AIM OF THE EXERCISE: Recast all the entries below as a two-column CSV headed "query" and "coordinates," with one row per entry. Put each entry's text and its answer in their own quoted field, and replace any line breaks with spaces.

DATASET EXTRACT:
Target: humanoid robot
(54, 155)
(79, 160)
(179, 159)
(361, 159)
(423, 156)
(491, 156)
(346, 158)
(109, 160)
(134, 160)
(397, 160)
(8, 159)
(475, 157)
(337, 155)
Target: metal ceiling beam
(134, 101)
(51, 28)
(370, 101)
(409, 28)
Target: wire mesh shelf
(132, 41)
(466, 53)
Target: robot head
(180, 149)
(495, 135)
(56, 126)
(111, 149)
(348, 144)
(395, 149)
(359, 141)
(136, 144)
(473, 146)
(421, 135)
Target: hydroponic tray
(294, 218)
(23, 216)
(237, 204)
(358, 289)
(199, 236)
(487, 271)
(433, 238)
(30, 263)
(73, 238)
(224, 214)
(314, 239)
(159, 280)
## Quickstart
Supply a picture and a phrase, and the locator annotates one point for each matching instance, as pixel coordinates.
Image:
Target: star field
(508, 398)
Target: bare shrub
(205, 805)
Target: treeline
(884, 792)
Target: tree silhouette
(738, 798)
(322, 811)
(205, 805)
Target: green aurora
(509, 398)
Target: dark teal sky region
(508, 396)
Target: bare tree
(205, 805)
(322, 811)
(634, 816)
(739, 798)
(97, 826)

EXERCISE RESULT:
query,coordinates
"Target: humanoid robot","(54, 155) (79, 160) (179, 159) (361, 159) (423, 156) (491, 156) (346, 158) (109, 160) (134, 160) (397, 160) (8, 159) (475, 157) (337, 155)"
"Target: metal ceiling beam","(134, 101) (51, 28) (370, 101) (409, 28)"
"Target: wire mesh shelf","(132, 41) (466, 53)"
"Target: robot head","(180, 149) (495, 135) (56, 126) (111, 149) (348, 144) (395, 149) (359, 141) (136, 144) (473, 146) (421, 135)"
"Target: hydroponic tray","(294, 218) (23, 216) (237, 204) (358, 289) (199, 236) (487, 271) (433, 238) (30, 263) (73, 238) (224, 214) (314, 239) (159, 280)"
"## Quickstart Supply a picture and a phrase, and the locator annotates one point for each matching instance, as pixel coordinates. Image: Target: star field","(508, 398)"
"Target: bare shrub","(205, 805)"
"Target: treeline","(884, 792)"
"Target: tree silhouette","(738, 798) (322, 811) (205, 805)"
"Target: green aurora","(509, 398)"
"Target: dark teal sky region","(508, 396)"
"Target: bare tree","(205, 805) (322, 811) (634, 816) (739, 798) (97, 826)"